━━ Provided passage ━━

FPGAs are awesome at asynchronous I/O and low latency. We could implement network stacks, sound and video processing, etc... It can start a TLS handshake as soon as the electrical signal hits the ethernet port, while the CPU is not even aware of it happening. It can timestamp MIDI input down to the microsecond and replay with the same precision. It can process position data from a VR headset at the very last moment in the graphics pipeline. Maybe even do something like a software defined radio.

Basically every simple but latency-critical operations. Of course, embedded/realtime systems are a prime target.

4 comments

A fair amount of enterprise NICs in data centers do exactly this, e.g. Intel FPGA smart NICs

I don't know enough to know how this being on the CPU would affect performance in this scenario, but I'd love to learn more!

That's pretty much what Xilinx's Zynq product lines are already targeting, including embedded. They're comparatively nice boards to work on, as long as you can swallow the BOM cost.
Microsoft has already done the networking thing with project catapult as of a few years ago. I think they also use it for ai.

https://www.microsoft.com/en-us/research/project/project-cat...

Network example is wasteful. There are already NICs that have FPGA and a whole set of linux's kernel features. You wouldn't want that to be that far away from the NIC itself.

━━━

* **Exercise set**
a: How would you render this sentence from the FPGA discussion above in Spanish: "It can timestamp MIDI input down to the microsecond and replay with the same precision."
b: Can you resume the FPGA discussion above with a few more sentences that pick up after its final comment?

━━ Given records ━━

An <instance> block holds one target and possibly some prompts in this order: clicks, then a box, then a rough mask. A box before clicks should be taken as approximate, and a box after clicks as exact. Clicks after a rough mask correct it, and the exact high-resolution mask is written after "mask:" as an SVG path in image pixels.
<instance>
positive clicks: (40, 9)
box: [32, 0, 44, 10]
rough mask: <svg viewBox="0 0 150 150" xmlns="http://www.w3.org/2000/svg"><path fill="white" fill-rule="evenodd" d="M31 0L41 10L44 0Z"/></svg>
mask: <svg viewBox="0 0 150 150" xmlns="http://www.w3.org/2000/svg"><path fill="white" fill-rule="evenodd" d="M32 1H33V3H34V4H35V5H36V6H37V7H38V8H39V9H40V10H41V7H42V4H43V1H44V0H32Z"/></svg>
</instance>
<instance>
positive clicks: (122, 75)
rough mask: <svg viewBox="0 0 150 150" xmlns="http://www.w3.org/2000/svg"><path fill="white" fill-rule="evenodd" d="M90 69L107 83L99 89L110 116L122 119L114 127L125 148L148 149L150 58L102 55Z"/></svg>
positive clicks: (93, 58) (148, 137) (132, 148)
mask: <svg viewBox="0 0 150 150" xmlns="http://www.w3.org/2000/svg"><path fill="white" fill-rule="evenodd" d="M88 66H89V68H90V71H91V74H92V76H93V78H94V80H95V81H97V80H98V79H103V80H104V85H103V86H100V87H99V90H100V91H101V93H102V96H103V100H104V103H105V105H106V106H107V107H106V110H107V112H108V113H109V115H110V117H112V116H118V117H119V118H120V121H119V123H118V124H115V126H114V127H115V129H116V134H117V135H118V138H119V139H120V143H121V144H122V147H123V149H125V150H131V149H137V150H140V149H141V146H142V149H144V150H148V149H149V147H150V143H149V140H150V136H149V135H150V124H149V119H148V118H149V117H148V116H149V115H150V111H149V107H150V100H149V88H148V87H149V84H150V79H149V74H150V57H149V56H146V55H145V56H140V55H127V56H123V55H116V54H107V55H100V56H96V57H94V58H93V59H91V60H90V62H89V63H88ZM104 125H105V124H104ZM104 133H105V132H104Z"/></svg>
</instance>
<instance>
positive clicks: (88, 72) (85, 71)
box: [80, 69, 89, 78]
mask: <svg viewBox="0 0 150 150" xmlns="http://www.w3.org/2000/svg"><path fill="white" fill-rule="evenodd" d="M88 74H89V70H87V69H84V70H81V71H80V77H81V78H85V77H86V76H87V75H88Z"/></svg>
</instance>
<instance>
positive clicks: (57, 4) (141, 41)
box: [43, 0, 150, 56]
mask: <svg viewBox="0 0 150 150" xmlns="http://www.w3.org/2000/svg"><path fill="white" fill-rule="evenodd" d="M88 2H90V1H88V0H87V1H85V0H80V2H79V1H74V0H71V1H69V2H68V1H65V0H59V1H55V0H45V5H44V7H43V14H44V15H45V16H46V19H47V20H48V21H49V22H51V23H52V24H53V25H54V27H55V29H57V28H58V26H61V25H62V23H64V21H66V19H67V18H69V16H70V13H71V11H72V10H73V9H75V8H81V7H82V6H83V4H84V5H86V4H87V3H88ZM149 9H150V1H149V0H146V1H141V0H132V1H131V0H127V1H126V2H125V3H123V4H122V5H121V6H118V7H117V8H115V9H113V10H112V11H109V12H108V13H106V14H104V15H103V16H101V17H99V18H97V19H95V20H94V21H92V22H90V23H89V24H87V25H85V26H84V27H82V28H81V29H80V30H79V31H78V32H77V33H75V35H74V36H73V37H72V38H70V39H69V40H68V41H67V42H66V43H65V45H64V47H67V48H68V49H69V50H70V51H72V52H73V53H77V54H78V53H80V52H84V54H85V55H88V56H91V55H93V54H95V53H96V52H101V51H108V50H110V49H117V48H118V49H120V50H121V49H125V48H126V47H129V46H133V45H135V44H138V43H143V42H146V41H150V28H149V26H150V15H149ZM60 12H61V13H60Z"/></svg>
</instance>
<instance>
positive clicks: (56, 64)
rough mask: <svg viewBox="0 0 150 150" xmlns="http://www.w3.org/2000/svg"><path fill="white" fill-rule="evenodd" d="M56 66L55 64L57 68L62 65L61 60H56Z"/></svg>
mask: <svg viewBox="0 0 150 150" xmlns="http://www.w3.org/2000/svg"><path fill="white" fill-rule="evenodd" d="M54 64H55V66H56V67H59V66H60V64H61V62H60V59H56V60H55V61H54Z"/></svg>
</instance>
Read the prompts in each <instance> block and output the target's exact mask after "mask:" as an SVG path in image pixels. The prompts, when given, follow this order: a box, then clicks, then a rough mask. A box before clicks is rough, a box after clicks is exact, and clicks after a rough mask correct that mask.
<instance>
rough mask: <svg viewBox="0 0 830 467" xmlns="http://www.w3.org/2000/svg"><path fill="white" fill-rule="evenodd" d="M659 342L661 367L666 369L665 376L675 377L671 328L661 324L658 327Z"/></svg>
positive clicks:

━━━

* **Answer section**
a: Puede marcar la entrada MIDI con una precisión de microsegundos y reproducirla con la misma precisión.

b:
PTP works just like that - timestamps incoming and outgoing packets right after/before packet hit the wire. There is eXpress Data Path that can offload eBPF programs to NICs and deal with packets without them even coming into even kernel at all.

High Frequency Traders do exactly that IIRC today.

As for video processing codecs today are way too complex to be run there. Well, no one will stop you from running something like an integer DCT part on FPGA.

VR thing... Generally, aside from Nvidia companies don't want to ship entire FPGA to end customers (guess why Nvidia G-Sync monitors used to be so expensive). Something like Snapdragon XR2 "solves" VR. Also, in order to render a picture you need to know headset position early, not at the last moment. How would you know what to render?

How useful is the subject depends entirely on FPGA capability, and it's size. I bet it will be more useful for things like implementing some hash function there or something like that.

IMO this will be a very niche product inside already niche market.